*** Opening of DATASET ***

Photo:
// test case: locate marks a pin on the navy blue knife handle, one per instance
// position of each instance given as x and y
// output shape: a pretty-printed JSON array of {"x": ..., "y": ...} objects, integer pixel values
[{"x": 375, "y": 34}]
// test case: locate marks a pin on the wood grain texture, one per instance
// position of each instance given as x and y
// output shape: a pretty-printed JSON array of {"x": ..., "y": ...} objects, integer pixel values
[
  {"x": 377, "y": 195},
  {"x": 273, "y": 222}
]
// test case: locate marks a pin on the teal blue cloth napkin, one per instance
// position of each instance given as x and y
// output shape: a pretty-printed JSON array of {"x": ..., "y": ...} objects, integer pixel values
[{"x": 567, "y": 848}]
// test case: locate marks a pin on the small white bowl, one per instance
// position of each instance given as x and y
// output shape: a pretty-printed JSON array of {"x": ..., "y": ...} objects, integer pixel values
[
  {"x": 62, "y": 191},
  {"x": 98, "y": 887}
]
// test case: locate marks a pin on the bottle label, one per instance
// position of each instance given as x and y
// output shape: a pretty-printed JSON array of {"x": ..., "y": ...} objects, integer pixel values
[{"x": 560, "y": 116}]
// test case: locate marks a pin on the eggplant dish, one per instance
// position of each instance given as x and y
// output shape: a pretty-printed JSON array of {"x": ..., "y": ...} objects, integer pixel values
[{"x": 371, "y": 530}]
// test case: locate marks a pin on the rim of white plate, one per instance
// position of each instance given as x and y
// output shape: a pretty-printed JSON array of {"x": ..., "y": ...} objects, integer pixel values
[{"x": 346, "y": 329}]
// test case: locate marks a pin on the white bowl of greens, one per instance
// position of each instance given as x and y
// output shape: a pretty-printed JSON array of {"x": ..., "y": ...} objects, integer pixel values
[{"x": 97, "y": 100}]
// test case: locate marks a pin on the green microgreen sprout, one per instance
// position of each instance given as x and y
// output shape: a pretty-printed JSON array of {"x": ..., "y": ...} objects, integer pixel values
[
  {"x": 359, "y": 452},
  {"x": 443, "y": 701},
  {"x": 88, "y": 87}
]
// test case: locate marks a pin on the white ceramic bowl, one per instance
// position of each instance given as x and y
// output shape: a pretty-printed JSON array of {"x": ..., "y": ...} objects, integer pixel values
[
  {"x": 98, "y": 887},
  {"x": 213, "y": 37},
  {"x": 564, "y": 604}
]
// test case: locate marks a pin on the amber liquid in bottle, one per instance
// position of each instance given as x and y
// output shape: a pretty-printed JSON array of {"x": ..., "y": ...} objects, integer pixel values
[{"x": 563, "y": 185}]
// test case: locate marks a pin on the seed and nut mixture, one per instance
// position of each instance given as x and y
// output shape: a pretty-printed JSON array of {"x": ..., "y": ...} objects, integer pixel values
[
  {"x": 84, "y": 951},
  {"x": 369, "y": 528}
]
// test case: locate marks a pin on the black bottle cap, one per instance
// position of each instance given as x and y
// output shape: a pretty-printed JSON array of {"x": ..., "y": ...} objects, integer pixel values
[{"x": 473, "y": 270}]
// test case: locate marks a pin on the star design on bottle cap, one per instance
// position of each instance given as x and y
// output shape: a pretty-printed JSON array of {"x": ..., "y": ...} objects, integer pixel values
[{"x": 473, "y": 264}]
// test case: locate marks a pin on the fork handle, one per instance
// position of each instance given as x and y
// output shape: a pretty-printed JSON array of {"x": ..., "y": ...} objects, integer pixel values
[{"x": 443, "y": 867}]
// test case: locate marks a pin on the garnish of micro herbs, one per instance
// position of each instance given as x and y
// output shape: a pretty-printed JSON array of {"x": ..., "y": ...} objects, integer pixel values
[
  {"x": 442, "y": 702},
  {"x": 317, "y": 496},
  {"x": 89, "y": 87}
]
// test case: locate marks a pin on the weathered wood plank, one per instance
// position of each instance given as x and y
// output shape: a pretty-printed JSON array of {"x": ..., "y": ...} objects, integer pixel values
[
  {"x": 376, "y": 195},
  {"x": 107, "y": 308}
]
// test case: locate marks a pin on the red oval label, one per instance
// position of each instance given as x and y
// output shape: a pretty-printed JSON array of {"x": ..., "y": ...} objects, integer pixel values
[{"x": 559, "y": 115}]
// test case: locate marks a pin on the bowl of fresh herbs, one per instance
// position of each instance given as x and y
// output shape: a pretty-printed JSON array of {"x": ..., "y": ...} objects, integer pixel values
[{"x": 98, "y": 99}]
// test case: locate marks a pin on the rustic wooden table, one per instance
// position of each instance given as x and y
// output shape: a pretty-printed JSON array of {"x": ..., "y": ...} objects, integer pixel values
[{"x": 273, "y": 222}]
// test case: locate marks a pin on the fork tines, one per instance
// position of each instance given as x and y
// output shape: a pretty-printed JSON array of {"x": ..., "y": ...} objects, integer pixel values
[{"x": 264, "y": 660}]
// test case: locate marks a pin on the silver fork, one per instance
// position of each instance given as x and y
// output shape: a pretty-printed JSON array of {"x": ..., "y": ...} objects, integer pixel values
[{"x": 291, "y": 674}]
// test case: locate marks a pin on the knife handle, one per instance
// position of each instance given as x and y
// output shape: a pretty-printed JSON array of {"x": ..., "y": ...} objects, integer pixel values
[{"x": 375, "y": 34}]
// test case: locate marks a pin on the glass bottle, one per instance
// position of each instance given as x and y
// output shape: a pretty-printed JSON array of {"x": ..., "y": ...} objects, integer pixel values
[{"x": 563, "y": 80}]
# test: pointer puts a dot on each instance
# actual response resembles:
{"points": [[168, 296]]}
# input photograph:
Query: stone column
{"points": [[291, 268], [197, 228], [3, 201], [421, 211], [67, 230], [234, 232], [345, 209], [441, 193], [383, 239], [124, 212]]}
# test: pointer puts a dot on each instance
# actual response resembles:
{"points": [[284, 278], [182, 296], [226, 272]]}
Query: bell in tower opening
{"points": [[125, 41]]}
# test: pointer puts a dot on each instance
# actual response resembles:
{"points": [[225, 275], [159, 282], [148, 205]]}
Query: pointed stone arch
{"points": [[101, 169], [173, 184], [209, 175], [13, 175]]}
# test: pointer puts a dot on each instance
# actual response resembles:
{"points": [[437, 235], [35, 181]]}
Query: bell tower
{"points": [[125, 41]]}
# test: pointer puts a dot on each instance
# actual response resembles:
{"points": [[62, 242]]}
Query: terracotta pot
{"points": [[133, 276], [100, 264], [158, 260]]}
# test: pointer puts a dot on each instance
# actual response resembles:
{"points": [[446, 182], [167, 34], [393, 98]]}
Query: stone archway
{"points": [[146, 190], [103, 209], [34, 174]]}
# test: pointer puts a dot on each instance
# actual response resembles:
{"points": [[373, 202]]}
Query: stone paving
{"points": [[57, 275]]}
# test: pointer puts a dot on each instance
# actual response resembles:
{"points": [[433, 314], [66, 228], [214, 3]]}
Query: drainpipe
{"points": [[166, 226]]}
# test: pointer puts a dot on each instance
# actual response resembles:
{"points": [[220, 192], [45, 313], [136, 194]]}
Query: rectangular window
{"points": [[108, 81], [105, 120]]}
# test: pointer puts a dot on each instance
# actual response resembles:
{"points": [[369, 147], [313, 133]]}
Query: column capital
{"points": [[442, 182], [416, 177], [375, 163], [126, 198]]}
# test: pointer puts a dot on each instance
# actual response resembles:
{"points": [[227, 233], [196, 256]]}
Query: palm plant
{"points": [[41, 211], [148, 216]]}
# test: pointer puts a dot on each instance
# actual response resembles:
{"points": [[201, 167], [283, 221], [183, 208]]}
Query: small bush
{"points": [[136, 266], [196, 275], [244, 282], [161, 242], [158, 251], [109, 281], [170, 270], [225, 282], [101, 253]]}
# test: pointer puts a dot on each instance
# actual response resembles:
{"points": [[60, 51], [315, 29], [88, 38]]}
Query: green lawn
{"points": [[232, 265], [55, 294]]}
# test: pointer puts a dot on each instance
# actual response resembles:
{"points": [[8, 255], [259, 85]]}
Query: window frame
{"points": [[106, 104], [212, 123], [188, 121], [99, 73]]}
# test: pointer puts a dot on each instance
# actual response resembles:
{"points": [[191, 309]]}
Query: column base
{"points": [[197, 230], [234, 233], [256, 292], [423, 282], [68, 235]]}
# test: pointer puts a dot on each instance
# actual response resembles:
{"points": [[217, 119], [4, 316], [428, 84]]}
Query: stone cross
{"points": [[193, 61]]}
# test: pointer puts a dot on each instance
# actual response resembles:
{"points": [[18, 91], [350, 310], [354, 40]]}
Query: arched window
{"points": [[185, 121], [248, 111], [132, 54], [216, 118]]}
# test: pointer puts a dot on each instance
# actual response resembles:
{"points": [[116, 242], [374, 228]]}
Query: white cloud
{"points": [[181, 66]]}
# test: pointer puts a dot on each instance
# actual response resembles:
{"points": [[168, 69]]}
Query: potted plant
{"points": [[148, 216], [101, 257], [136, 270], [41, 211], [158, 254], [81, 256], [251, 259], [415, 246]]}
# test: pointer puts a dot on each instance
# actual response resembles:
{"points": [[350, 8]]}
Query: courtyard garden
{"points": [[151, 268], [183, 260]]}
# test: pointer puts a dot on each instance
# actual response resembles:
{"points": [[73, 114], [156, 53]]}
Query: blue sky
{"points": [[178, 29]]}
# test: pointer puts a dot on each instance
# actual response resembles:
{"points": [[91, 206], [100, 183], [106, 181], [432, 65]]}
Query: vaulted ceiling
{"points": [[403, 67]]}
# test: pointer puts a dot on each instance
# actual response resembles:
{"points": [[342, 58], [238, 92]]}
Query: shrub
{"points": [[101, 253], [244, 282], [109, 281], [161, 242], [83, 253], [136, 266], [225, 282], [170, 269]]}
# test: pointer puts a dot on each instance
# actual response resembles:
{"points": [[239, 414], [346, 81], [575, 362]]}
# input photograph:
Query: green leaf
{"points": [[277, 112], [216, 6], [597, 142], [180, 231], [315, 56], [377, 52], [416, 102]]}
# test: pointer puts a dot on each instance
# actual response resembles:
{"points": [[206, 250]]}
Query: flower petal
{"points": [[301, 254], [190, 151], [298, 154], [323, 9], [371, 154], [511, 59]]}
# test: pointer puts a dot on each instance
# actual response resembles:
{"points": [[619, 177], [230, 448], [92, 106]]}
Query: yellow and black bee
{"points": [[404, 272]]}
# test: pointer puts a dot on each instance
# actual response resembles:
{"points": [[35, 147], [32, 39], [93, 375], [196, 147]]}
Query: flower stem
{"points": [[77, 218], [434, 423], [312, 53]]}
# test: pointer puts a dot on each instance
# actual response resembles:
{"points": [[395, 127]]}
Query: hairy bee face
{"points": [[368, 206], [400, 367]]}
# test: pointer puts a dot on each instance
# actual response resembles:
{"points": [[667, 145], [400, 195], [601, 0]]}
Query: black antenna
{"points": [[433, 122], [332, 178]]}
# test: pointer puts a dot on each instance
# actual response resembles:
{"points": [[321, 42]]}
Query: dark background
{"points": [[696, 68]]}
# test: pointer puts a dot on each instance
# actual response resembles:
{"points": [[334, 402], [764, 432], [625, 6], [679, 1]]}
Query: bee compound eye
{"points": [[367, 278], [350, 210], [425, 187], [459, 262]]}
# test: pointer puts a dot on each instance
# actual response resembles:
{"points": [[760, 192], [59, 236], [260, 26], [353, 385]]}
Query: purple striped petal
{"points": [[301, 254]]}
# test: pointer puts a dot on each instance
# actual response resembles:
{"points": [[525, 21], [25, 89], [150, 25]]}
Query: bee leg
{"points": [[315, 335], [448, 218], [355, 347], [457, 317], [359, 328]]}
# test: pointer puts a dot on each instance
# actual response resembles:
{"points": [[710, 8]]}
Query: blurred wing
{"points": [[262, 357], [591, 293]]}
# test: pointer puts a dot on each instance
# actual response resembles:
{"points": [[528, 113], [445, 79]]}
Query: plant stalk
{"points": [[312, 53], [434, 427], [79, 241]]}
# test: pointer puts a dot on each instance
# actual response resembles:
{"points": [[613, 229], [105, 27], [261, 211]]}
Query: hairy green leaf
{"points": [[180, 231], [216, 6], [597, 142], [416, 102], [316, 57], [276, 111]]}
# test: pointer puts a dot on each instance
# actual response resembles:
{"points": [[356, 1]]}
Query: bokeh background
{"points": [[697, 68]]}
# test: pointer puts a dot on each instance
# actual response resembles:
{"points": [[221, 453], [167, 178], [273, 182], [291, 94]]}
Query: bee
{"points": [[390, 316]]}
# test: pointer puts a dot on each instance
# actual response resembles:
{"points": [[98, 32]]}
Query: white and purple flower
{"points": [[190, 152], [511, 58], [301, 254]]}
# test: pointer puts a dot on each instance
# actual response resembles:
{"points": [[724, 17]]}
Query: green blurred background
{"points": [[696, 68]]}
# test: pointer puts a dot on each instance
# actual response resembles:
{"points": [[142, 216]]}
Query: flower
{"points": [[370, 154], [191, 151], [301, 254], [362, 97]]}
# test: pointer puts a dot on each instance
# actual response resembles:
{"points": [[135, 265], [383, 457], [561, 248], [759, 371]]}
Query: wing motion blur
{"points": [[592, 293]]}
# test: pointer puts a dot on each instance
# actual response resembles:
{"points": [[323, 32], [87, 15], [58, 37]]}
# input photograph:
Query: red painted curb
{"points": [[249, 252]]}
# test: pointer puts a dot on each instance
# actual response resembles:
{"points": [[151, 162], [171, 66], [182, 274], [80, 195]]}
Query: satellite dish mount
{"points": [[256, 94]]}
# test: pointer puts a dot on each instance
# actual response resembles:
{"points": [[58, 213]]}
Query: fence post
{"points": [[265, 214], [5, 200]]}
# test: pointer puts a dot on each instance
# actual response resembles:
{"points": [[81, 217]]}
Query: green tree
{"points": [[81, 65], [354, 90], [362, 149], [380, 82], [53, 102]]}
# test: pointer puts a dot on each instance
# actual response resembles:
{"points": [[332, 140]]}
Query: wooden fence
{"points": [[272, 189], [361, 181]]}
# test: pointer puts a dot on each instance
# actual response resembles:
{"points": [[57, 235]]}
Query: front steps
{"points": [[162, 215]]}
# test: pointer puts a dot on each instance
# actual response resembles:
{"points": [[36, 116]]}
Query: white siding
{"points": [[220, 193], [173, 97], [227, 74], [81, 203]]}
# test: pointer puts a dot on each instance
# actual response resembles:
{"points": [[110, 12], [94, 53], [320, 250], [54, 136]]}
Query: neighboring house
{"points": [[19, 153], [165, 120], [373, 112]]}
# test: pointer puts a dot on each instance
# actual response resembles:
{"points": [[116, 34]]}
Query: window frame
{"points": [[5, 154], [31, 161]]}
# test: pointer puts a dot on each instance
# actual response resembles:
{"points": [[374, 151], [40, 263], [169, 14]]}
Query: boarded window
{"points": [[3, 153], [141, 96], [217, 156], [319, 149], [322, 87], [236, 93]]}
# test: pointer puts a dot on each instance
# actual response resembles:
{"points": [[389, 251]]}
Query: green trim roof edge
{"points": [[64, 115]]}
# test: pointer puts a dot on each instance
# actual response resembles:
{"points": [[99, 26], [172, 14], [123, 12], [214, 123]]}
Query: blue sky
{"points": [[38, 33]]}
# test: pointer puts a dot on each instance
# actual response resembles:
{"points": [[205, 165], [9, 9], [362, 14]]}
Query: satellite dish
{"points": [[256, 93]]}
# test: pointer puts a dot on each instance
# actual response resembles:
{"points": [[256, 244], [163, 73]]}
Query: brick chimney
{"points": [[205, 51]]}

*** Close of DATASET ***

EXERCISE DETAILS - Going through the material, how many lines contain the word "knife"? Please give only the number.

RESPONSE FOR THIS EXERCISE - 2